Listing excerpted from a collection:

______________________________

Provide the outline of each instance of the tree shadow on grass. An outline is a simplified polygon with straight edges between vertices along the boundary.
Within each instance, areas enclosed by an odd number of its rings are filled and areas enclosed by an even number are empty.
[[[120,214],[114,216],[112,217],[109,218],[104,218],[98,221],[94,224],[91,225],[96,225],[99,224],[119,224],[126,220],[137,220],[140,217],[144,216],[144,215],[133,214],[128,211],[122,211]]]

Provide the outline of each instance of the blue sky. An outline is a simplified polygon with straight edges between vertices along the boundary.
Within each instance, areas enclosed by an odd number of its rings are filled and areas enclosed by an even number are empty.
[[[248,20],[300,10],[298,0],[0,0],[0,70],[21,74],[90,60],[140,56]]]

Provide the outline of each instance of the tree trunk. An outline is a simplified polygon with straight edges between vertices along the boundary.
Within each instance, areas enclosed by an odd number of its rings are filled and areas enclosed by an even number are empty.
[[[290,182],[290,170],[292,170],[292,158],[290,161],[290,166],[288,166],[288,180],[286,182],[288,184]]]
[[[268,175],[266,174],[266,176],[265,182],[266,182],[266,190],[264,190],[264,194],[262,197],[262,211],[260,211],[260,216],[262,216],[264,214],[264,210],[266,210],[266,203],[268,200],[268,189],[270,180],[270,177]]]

______________________________

Please rewrite every line of the listing above, including the requests, but scale each vertex coordinate in the outlines by 1.35 and round to the nearest whole number, with halves rounding up.

Provide the outline of each instance of the tree shadow on grass. An outline is a simplified polygon with straight edges between vertices along the boundary.
Within each instance, areas enclosed by an odd number of its rings are filled and areas enclosed by an even number are empty.
[[[162,289],[154,292],[151,293],[147,294],[140,294],[132,298],[127,302],[123,304],[130,304],[134,302],[161,302],[170,297],[185,297],[189,293],[194,292],[194,290],[180,289],[173,285],[165,285]]]

Provide the outline of each instance of the blue sky. An outline is a simplified polygon with straight edges between vertices along the boundary.
Within each instance, areas enclosed by an odd number of its rings are filled and areas enclosed by an even number are empty.
[[[335,27],[405,14],[402,0],[0,0],[0,95],[28,100],[122,81],[189,76]]]

Provide the outline of each instance of the tree trunk. An outline is a simplified polygon with straight edges between vertices along the boundary.
Within each instance, areas enclosed by an odd number of its rings are filled and areas enclosed by an even number are empty.
[[[392,246],[392,230],[394,230],[394,213],[392,217],[392,224],[389,224],[389,243],[386,246],[389,248]]]
[[[362,236],[359,235],[359,238],[358,246],[359,246],[359,257],[356,257],[356,262],[354,266],[354,285],[351,285],[351,292],[354,292],[356,289],[356,284],[359,284],[359,274],[362,270],[362,255],[365,243],[365,239]]]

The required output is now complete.